-- Excerpted passage follows --
Net revenues of $1,433 million surpassed the Zacks Consensus Estimate of $1,174.3 million, thus marking the second straight beat. While wholesale revenues declined 7% year over year to $830 million, direct-to-consumer revenues surged 17% to $540 million due to strength in e-commerce.

Management notified that the vast majority of locations where Under Armour is sold are now operational. Although traffic trends remain soft in the company's owned and operated retail outlets, the overall rate of conversion is strong. Impressively, the company registered sturdy e-commerce growth globally during the quarter under review with sales up more than 50%. However, management cautioned that the ongoing pandemic is likely to significantly impact the company’s results for the remainder of 2020 and into 2021.

Let’s Take an Insight

By product category, Apparel revenues declined 5.9% year over year to $927 million, while Footwear revenues increased 19.2% to $298.7 million. Revenues from Accessories category rose 22.8% to $145.1 million. Meanwhile, Licensing revenues dropped 15.1% to $25.1 million. Again, the company’s Connected Fitness segment witnessed a decline of 6.2% to $36.9 million.

Net revenues from North America fell 5.3% to $962.6 million. Revenues from international business grew 17.7% (or up 17.1% on a currency neutral basis) to $433 million. Within international business, net revenues from EMEA and Asia-Pacific regions increased 30.5% and 15.5% to $210.1 million and $178.9 million, respectively. We note that Latin America revenues tumbled 15% to $44.3 million.

The company’s gross margin shrunk 40 basis points to 47.9% due to adverse impacts from COVID-19 related discounting and product mix, partly mitigated by supply chain efficiencies and channel mix.

Other Financial Details

Under Armour ended the quarter with cash and cash equivalents of $865.6 million, long-term debt (net of current maturities) of $997.3 million and total stockholders' equity of $1,470.3 million. The company expects capital expenditures to be roughly $80 million for the full year compared with $144 million in 2019. The company has no borrowings outstanding under its $1.1 billion revolver.


Under Armour predicts adjusted loss in the band of 47-49 cents a share for the full year. Management anticipates full-year 2020 revenues to decline at a high-teen percentage rate from 2019 results. This reflects low twenties percentage rate decline in North America and a high-single-digit percentage rate decline within the international business.

For the fourth quarter, Under Armour now envisions low-teen percentage rate fall in revenues versus the prior projection of 20-25% decline. The company expects meaningful decline in licensing revenues due to lower contractual royalty minimums and contract settlements realized in the prior year. The company expects fourth-quarter licensing revenues to be down about 50%. The company expects lower planned excess inventory sales to the off-price channel.

The company anticipates gross margin expansion of 20-40 basis points for the full year owing to channel mix benefits and supply chain efficiencies. This is expected to be offset by discounting related to COVID-19. For the final quarter, management forecast significant gross margin pressure due to highly promotional environment compared with the last year. Further, the company guided full-year adjusted operating loss between $140 million and $150 million.

How Have Estimates Been Moving Since Then?

In the past month, investors have witnessed an upward trend in fresh estimates. The consensus estimate has shifted 13.49% due to these changes.

VGM Scores

Currently, Under Armour has a great Growth Score of A, though it is lagging a bit on the Momentum Score front with a B. However, the stock was allocated a grade of D on the value side, putting it in the bottom 40% for this investment strategy.

Overall, the stock has an aggregate VGM Score of B. If you aren't focused on one strategy, this score is the one you should be interested in.


Estimates have been broadly trending upward for the stock, and the magnitude of these revisions has been net zero. Notably, Under Armour has a Zacks Rank #3 (Hold). We expect an in-line return from the stock in the next few months.
-- Excerpted passage concluded --
## Your goal
Reproduce, word for word, the section of the Under Armour earnings report that opens with "Net revenues of" and closes with "and into 2021.". Nothing in this listing has any bearing on the work.
-- Records shown follows --
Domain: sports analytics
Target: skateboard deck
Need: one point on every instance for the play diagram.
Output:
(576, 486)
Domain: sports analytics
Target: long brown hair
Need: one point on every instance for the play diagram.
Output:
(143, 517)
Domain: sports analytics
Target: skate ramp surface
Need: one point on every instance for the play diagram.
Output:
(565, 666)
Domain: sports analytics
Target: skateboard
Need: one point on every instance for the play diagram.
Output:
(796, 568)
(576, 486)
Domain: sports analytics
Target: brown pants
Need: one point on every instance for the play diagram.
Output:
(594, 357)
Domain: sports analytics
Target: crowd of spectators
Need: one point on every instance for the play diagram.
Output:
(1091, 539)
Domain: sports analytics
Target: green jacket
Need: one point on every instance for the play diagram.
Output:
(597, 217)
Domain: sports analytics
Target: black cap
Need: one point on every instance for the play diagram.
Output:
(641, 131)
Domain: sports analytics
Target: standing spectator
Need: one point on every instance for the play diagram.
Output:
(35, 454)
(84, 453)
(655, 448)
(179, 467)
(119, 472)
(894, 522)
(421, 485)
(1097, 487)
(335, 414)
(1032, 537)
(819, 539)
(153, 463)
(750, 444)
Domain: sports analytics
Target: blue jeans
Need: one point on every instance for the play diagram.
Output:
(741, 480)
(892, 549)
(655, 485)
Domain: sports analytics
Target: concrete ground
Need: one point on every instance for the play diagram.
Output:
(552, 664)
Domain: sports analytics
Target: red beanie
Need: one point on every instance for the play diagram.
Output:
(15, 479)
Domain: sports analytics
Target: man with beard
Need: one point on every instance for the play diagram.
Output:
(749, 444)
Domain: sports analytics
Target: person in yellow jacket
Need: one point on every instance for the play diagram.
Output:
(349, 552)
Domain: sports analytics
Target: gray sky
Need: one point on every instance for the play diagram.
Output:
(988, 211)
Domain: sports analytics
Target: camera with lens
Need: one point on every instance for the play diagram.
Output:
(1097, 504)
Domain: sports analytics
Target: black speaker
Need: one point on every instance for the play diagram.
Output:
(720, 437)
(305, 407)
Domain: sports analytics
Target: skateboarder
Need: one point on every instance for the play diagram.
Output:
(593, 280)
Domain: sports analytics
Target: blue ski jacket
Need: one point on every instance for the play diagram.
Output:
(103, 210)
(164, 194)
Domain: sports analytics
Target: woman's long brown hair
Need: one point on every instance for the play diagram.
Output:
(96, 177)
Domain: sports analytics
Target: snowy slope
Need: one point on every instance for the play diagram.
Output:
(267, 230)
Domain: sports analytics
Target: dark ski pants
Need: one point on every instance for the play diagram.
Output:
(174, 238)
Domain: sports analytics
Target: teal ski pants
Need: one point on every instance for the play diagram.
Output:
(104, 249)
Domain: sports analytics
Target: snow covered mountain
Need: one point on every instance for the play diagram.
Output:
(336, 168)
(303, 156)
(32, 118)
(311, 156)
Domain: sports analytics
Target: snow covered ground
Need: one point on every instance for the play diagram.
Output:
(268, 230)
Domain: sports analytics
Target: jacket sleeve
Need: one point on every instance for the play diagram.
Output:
-- Records shown concluded --
## Result
Net revenues of $1,433 million surpassed the Zacks Consensus Estimate of $1,174.3 million, thus marking the second straight beat. While wholesale revenues declined 7% year over year to $830 million, direct-to-consumer revenues surged 17% to $540 million due to strength in e-commerce.

Management notified that the vast majority of locations where Under Armour is sold are now operational. Although traffic trends remain soft in the company's owned and operated retail outlets, the overall rate of conversion is strong. Impressively, the company registered sturdy e-commerce growth globally during the quarter under review with sales up more than 50%. However, management cautioned that the ongoing pandemic is likely to significantly impact the company’s results for the remainder of 2020 and into 2021.